_TASK TO CARRY OUT:_
From the line with "gray hair, dropping" through the final line, please write out the listing exactly, including both of those lines.

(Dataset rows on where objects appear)

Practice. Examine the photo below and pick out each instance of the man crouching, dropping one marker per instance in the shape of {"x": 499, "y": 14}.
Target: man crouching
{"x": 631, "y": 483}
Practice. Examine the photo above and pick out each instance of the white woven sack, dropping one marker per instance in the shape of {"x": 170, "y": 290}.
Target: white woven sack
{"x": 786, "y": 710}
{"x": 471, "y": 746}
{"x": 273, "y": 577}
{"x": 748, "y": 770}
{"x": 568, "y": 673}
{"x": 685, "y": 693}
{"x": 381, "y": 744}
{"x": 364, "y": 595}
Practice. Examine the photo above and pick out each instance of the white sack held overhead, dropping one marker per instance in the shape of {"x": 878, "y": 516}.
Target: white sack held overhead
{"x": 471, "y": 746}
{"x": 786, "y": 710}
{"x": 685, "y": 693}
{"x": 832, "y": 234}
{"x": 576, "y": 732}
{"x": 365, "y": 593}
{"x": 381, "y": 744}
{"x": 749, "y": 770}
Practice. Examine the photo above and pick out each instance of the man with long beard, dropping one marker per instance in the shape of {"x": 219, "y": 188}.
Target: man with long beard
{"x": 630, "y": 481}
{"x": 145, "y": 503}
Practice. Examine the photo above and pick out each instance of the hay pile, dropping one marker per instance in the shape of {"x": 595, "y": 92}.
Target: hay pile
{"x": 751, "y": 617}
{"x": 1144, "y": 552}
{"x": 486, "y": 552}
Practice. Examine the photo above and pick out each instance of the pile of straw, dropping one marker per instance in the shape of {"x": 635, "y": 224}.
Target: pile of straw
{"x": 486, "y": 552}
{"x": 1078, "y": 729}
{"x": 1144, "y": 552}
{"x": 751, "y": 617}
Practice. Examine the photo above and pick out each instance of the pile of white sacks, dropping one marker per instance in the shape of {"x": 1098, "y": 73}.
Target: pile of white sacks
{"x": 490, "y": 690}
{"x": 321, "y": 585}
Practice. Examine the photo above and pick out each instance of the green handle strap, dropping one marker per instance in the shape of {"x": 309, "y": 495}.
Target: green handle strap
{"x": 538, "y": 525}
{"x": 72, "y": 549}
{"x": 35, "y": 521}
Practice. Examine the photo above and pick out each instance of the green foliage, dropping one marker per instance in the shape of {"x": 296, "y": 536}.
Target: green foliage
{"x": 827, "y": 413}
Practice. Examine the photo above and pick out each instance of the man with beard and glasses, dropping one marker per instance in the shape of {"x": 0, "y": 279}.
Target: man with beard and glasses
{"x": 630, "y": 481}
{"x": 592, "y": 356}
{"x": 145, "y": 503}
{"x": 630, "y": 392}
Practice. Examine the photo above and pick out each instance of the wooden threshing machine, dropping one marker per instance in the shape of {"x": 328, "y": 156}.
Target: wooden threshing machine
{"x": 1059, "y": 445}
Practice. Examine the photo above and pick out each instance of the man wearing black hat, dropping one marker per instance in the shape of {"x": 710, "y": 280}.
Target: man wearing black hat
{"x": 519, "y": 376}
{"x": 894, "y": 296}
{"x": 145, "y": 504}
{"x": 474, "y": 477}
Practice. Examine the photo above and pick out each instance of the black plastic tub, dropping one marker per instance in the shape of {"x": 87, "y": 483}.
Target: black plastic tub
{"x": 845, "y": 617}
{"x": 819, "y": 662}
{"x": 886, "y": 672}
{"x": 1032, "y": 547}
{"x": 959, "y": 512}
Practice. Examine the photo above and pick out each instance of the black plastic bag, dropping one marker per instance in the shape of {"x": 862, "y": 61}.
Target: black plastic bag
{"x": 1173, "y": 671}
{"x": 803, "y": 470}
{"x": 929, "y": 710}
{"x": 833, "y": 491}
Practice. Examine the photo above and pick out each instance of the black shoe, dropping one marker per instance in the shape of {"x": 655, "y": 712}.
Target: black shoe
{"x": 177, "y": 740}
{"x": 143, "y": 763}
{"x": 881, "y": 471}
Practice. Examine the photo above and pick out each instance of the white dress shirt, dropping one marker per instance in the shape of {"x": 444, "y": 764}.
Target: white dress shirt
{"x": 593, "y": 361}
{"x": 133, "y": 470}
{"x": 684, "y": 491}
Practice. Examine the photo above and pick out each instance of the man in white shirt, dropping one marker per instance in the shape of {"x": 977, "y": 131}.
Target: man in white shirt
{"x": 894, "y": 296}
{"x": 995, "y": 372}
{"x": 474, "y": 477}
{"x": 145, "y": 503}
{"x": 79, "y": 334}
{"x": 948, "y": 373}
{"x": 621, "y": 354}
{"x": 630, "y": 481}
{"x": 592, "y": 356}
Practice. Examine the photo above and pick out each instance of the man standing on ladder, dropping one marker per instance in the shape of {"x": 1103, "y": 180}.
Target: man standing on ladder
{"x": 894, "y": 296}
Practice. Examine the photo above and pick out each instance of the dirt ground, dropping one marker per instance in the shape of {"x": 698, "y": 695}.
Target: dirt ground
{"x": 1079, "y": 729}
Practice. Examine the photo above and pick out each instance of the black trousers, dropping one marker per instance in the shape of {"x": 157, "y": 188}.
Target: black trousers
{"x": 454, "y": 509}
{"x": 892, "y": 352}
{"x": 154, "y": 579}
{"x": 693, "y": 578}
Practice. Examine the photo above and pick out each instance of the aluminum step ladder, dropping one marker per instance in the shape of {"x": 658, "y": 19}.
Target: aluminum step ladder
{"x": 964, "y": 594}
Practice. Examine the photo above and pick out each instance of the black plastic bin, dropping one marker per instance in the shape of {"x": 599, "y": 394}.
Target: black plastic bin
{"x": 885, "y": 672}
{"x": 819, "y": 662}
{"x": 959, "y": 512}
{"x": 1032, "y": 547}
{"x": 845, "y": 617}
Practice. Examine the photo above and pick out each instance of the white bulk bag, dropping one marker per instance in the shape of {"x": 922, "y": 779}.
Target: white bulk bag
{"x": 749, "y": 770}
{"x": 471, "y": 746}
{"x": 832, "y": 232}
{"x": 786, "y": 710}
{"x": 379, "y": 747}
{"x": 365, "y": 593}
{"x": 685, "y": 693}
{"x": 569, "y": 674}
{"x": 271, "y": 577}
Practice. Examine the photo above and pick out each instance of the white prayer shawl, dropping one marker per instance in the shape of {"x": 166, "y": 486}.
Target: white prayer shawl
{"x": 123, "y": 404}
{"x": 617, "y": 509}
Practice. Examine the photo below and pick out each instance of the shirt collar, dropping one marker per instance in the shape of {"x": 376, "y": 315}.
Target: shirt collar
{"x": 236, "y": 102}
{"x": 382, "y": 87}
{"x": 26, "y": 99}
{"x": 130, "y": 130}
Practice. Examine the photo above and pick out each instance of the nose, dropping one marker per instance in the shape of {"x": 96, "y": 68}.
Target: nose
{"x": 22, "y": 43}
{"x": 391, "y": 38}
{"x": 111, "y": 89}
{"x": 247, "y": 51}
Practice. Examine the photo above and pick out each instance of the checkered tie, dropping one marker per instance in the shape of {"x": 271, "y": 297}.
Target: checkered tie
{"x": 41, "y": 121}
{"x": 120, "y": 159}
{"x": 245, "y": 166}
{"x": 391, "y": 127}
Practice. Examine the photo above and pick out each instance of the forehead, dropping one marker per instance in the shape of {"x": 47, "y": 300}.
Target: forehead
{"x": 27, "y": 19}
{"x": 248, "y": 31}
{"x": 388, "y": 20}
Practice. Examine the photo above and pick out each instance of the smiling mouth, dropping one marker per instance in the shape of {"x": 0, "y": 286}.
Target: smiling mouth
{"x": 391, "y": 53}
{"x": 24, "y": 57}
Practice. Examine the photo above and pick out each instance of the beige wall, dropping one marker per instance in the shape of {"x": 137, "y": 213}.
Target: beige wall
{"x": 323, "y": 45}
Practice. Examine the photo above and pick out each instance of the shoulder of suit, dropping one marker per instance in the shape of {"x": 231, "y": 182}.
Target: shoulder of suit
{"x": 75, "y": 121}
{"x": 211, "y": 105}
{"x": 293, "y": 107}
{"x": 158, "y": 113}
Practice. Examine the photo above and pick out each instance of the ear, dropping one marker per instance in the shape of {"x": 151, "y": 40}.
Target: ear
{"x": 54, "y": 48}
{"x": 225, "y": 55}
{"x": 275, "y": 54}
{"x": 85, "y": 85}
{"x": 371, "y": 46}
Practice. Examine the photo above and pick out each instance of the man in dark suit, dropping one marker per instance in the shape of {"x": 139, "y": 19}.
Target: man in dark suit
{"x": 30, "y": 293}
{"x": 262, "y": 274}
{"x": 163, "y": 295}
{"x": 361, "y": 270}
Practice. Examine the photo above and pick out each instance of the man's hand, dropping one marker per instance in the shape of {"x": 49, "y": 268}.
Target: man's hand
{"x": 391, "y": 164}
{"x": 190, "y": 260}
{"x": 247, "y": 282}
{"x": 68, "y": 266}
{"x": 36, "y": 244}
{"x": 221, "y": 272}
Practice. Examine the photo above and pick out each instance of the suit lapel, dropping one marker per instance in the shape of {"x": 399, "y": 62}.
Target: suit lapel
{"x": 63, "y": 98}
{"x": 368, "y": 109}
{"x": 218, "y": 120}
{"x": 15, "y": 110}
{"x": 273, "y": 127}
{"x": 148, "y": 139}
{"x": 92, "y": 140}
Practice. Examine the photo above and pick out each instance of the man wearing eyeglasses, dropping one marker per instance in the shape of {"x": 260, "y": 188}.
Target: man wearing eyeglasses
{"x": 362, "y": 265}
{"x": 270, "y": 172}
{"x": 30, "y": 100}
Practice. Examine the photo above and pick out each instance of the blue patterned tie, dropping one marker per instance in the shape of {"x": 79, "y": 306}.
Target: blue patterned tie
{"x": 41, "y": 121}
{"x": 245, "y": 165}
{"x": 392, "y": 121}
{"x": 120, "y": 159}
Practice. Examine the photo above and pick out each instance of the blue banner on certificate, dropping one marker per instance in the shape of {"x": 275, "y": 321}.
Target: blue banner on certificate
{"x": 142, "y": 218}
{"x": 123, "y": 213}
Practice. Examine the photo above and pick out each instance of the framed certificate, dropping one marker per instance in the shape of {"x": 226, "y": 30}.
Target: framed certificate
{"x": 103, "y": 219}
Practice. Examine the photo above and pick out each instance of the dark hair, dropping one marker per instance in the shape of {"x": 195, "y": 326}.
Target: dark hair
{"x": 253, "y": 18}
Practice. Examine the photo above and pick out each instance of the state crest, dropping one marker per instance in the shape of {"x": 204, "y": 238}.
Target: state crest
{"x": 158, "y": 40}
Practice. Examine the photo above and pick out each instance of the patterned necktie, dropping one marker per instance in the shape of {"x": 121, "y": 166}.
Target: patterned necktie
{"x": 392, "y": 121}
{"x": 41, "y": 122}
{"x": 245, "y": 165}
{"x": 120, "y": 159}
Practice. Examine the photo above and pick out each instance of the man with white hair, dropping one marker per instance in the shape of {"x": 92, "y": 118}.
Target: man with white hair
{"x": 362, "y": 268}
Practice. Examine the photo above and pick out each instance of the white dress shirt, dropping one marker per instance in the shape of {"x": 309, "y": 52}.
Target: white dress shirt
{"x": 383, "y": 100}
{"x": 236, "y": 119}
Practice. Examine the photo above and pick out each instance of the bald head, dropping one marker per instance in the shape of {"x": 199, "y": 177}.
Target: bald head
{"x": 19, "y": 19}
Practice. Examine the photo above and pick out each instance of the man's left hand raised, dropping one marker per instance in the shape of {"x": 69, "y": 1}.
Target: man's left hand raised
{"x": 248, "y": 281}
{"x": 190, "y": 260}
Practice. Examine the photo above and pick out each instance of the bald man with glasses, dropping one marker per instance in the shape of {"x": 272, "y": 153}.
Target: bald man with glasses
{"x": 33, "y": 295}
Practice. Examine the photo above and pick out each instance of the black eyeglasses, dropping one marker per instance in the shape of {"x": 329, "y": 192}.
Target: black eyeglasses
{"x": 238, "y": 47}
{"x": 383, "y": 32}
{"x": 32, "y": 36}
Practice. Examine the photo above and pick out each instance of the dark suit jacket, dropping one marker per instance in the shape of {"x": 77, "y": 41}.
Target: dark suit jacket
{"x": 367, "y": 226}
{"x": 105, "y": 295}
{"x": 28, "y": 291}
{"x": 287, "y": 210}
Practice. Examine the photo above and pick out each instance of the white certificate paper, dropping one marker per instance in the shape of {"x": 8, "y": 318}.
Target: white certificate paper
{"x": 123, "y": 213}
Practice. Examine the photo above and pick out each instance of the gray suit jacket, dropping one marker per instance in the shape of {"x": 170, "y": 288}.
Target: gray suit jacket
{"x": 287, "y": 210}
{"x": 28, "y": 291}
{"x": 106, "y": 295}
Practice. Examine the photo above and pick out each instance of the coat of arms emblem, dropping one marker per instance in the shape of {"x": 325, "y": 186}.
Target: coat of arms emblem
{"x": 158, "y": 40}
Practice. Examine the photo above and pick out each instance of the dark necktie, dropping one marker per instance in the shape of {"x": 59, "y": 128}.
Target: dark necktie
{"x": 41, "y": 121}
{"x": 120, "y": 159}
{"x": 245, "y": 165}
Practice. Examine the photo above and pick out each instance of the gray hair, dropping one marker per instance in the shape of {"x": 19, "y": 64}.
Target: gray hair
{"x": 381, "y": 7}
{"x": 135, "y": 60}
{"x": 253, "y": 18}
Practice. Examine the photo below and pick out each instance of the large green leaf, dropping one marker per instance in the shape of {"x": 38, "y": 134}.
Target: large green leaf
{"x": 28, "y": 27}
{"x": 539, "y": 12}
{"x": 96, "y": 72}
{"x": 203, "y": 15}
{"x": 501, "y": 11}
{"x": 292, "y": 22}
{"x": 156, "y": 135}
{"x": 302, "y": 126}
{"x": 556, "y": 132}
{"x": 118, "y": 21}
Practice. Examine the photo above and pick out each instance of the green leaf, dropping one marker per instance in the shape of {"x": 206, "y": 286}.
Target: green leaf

_THE ANSWER:_
Practice. Examine the photo above and pick out each instance of the gray hair, dropping one marker per instance in the shape of {"x": 19, "y": 64}.
Target: gray hair
{"x": 381, "y": 7}
{"x": 135, "y": 60}
{"x": 253, "y": 18}
Practice. Examine the photo below and pick out each instance of the large green leaf, dropping one marker per instance in the shape of {"x": 38, "y": 134}.
Target: large green leaf
{"x": 28, "y": 27}
{"x": 539, "y": 12}
{"x": 96, "y": 72}
{"x": 203, "y": 15}
{"x": 501, "y": 11}
{"x": 292, "y": 22}
{"x": 156, "y": 135}
{"x": 302, "y": 126}
{"x": 556, "y": 132}
{"x": 118, "y": 21}
Practice. Examine the photo above and pick out each instance of the green leaf, dropping one marker per instance in the shape of {"x": 206, "y": 286}.
Target: green leaf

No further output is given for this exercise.